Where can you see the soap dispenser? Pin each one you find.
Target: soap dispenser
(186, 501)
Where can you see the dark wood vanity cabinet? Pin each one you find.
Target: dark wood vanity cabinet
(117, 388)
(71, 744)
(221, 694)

## Exercise description
Repeat exactly the lines from the one containing "Where can you see the dark" through the last line of the records above, both included, and nothing else.

## Result of the exercise
Where can you see the dark wood vanity cabinet? Pin each one you find.
Target: dark wood vanity cabinet
(117, 388)
(71, 744)
(221, 694)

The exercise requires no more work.